● SELECTED EXTRACT:
__________________________________________________

What a surprise! It’s all around us.

At a 2010 gathering of a Catholic group in Washington, DC, House Speaker Nancy Pelosi, herself a Catholic, spoke of the Word of the Lord, but with a certain remove.

“My favorite word is the Word. That is everything. It says it all for us. And you know the biblical reference, the Gospel reference of the Word. Isn’t it a beautiful word when you think of it? It just covers everything. The Word.”

Recently, the nerdy lexicographers at Oxford University Press could not find a winner as “Word of the Year” for 2020. Just as Mrs. Pelosi in 2010, they stumbled around for a good way to summon up The Word but didn’t succeed. The team, trying to find one word to describe our busy, fraught year, failed because this year was “unprecedented” with a “seismic shift in language.”

 “The English language, like us, had to adapt rapidly and repeatedly this year,” Oxford University Press’s report explained. “Given the phenomenal breadth of language change and development in 2020, Oxford Languages concluded that this is a year which cannot be neatly accommodated in one single word.”

Well, okay. Yet, in studying certain words this year, the Oxford English Dictionary team noted that some words that were not so prominent in normal years became ubiquitous in 2020. They included “bushfire,” “impeachment,” “acquittal,” “coronavirus,” “COVID-19,” “lockdown,” “social distancing,” and “reopening.”

The word-pickers at Merriam-Webster were not as thrown by the wide array of new or strengthened words as were the Oxford wordsmiths. They chose “pandemic” as their undisputed Word of the Year, 2020. “Pandemic” is defined as a disease outbreak that happens to a wide swath of an area, usually over a group of countries and affecting a majority of the people of each region or country affected.

“Sometimes a single word defines an era, and it’s fitting that in this exceptional — and exceptionally difficult — year, a single word came immediately to the fore as we examined the data to determine what our Word of the Year will be,” per a company statement. It is in the article “Merriam-Webster’s 2020 Word of the Year Is One You Definitely Know,” by Samantha Schnurr, in E! News.

The article continues: “What is most striking about this word is that it has remained high in our lookups ever since, staying near the top of our word list for the past ten months — even as searches for other related terms, such as ‘coronavirus’ and ‘COVID-19,’ has waned.”

__________________________________________________

● LIST OF TASKS:
**A.** In the passage on 2020 words of the year, which word did Merriam-Webster choose as its Word of the Year?
**B.** Copy the passage on 2020 words of the year word for word from "At a 2010 gathering" to "a certain remove.".

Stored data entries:
__________________________________________________

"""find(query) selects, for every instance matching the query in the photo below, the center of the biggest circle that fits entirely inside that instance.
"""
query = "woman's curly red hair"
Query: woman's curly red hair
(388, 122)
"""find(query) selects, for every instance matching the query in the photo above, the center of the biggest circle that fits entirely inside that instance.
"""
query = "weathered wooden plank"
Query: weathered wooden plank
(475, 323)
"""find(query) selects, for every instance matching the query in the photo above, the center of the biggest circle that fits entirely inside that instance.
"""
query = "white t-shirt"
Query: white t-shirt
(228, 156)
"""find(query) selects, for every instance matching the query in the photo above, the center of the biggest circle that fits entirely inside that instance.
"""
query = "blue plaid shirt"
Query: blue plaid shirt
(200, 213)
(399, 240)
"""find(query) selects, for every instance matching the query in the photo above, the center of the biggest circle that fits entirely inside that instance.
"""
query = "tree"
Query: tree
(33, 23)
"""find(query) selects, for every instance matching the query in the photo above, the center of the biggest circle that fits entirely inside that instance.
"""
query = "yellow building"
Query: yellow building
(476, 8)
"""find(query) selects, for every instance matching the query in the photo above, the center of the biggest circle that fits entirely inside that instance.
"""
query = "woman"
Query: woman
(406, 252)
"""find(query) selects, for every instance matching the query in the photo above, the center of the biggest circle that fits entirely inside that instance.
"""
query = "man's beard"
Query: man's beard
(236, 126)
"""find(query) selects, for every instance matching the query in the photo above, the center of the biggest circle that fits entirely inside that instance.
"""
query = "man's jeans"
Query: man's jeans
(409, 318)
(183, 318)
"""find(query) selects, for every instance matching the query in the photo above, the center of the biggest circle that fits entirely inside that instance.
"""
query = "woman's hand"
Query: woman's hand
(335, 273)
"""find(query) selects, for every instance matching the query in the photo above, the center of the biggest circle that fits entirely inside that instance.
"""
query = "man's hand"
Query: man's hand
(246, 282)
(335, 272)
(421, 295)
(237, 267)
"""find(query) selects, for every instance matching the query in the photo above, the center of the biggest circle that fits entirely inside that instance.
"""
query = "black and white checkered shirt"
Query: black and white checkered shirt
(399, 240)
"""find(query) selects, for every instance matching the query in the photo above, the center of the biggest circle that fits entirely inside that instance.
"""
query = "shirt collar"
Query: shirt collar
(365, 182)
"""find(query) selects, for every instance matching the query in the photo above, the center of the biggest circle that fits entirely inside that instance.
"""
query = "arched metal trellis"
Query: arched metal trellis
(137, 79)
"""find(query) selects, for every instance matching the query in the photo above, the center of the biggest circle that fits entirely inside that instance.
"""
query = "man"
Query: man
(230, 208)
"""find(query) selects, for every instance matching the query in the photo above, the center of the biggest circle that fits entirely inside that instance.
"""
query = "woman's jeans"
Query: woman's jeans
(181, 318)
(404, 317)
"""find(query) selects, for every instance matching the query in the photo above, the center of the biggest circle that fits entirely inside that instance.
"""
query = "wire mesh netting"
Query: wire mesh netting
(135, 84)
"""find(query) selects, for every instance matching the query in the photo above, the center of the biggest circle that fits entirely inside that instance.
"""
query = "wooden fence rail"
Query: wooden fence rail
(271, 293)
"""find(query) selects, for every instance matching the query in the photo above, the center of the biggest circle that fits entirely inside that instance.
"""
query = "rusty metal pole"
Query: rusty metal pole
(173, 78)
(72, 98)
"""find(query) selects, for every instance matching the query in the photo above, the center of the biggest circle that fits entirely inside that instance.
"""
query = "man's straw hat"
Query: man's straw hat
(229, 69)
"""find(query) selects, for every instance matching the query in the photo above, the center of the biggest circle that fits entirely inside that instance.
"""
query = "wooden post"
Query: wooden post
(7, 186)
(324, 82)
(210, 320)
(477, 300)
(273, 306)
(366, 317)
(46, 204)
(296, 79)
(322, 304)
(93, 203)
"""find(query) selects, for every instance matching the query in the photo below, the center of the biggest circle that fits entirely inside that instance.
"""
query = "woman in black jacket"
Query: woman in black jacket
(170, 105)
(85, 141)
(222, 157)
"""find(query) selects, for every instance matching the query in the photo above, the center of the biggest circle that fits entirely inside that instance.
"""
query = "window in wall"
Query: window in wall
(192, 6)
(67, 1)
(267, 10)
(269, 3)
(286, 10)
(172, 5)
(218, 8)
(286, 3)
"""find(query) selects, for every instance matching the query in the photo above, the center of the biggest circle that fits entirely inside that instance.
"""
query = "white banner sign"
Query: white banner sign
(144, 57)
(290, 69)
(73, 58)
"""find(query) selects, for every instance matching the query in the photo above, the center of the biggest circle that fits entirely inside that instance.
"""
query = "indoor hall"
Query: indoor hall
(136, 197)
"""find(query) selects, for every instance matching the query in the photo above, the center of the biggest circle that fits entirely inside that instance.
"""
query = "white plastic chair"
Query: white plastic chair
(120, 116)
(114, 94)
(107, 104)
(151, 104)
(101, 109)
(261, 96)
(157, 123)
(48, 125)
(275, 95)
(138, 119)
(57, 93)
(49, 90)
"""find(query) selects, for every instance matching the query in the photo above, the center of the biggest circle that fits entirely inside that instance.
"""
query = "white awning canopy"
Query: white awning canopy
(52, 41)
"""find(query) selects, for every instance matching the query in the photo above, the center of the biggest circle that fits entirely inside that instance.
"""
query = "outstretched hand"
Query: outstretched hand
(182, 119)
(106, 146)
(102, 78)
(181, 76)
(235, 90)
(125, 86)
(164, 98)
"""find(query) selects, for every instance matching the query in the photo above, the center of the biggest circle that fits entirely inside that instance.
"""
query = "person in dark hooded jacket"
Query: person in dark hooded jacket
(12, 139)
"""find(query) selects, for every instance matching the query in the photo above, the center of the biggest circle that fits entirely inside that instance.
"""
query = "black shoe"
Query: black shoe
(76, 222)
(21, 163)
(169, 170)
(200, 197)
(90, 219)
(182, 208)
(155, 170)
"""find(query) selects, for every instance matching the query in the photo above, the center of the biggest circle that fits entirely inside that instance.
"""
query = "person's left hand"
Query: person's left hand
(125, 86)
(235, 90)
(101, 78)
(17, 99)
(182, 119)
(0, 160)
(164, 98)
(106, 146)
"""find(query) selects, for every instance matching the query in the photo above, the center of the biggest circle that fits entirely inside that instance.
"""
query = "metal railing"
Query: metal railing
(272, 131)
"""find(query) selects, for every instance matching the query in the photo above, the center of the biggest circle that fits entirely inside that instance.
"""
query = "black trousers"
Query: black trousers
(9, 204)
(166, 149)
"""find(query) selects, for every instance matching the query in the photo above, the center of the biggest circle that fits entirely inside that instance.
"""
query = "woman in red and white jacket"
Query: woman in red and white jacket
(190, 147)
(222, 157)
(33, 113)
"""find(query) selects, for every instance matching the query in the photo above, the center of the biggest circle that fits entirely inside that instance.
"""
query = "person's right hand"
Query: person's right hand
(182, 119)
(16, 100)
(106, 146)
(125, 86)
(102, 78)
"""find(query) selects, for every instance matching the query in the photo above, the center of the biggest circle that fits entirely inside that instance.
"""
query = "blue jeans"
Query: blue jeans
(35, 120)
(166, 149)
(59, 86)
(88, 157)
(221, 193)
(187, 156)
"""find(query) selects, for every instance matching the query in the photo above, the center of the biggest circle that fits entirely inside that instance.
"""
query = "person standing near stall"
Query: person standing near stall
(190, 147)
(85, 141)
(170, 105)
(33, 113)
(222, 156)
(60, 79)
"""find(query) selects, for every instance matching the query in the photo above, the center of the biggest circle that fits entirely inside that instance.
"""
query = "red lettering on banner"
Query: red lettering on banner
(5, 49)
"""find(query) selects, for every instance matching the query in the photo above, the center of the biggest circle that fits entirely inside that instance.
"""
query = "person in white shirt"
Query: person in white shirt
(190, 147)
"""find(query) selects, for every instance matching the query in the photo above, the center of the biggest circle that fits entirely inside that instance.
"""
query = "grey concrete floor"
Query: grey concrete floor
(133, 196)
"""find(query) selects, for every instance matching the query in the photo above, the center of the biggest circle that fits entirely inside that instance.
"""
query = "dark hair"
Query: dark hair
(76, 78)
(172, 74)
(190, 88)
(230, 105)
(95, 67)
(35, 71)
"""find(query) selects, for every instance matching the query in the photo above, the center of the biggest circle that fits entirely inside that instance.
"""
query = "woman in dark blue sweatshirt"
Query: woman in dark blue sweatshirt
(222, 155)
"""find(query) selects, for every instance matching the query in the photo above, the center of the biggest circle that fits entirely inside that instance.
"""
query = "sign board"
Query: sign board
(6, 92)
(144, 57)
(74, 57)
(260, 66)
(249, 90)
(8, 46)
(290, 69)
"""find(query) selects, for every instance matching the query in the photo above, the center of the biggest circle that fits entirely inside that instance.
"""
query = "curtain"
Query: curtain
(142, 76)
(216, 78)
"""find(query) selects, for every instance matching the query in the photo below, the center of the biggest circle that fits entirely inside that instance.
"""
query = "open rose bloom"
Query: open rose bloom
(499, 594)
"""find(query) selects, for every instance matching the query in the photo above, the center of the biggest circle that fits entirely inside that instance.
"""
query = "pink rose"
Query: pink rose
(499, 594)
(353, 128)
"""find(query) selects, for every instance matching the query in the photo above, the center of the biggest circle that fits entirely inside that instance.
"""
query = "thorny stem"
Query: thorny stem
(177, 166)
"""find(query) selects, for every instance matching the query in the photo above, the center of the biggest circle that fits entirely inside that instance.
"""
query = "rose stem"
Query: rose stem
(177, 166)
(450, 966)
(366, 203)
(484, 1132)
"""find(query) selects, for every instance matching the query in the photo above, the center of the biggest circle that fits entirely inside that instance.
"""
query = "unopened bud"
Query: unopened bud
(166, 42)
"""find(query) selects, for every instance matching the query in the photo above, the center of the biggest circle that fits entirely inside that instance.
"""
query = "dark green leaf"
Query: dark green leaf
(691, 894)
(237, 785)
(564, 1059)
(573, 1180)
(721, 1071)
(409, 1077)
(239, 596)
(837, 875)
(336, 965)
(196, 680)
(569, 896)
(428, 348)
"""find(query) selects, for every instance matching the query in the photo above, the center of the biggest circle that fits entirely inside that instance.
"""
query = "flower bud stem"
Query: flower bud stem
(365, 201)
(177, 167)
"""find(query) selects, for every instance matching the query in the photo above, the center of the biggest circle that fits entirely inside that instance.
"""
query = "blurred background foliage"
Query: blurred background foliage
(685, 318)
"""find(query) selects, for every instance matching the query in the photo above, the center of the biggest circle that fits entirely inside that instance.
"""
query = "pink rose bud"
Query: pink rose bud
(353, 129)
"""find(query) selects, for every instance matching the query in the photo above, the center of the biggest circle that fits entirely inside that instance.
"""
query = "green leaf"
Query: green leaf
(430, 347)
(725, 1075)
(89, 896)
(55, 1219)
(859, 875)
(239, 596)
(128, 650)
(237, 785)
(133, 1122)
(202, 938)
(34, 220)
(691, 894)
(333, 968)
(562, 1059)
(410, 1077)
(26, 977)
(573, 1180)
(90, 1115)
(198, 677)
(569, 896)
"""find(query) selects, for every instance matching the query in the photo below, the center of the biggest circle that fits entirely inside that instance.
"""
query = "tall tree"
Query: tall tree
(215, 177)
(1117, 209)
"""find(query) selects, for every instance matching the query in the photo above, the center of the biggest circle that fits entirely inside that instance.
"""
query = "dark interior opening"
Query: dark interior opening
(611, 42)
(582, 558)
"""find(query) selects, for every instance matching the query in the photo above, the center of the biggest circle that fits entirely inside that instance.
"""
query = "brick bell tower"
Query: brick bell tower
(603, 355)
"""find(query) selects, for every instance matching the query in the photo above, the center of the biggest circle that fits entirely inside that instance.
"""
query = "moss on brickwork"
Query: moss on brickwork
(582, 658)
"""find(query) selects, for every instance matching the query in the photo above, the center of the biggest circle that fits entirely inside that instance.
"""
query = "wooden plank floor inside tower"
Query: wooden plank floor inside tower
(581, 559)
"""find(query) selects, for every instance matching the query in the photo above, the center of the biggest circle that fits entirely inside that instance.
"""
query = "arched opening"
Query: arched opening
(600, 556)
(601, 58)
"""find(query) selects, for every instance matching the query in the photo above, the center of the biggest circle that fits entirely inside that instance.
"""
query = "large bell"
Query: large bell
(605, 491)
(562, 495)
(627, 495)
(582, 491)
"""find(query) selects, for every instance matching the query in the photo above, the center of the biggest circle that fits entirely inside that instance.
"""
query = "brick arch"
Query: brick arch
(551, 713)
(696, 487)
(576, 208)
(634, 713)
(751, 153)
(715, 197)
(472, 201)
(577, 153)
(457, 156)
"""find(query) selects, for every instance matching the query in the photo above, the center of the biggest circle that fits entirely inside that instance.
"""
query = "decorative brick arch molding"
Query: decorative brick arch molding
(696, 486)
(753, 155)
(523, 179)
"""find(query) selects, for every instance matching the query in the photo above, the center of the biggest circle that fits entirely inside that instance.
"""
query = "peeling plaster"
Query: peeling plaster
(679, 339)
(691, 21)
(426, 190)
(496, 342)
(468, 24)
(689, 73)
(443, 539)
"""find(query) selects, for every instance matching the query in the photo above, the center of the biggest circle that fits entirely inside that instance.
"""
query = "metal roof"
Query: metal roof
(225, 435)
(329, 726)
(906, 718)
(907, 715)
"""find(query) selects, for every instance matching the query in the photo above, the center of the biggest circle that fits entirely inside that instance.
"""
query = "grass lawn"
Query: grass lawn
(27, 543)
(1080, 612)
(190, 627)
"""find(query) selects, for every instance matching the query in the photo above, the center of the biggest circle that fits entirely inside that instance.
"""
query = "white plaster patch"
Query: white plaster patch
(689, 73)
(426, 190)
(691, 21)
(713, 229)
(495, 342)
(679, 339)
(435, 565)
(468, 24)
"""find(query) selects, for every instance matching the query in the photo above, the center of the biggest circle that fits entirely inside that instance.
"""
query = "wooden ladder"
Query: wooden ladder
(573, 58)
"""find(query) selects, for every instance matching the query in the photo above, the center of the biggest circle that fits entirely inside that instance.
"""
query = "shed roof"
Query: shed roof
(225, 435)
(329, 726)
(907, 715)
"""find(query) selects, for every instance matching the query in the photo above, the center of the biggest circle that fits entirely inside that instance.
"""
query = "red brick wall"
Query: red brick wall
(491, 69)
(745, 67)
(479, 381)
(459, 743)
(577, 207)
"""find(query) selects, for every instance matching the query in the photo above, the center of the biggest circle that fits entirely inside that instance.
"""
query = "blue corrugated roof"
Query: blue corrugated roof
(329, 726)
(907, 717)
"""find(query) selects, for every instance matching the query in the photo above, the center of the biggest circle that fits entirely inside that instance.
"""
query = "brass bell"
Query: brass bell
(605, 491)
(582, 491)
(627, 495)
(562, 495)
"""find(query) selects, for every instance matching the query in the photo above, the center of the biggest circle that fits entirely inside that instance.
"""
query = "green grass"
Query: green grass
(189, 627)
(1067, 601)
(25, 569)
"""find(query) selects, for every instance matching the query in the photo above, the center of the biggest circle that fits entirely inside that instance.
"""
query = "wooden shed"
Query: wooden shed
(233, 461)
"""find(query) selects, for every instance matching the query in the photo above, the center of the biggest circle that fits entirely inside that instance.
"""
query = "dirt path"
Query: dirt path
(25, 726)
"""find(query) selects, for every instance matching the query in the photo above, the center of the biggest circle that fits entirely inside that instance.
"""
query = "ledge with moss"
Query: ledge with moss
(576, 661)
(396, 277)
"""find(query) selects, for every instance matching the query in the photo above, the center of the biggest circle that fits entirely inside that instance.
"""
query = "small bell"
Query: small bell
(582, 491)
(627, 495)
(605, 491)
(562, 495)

__________________________________________________

● ANSWERS TO THE TASKS:
**A.** Merriam-Webster chose "pandemic."

**B.**
At a 2010 gathering of a Catholic group in Washington, DC, House Speaker Nancy Pelosi, herself a Catholic, spoke of the Word of the Lord, but with a certain remove.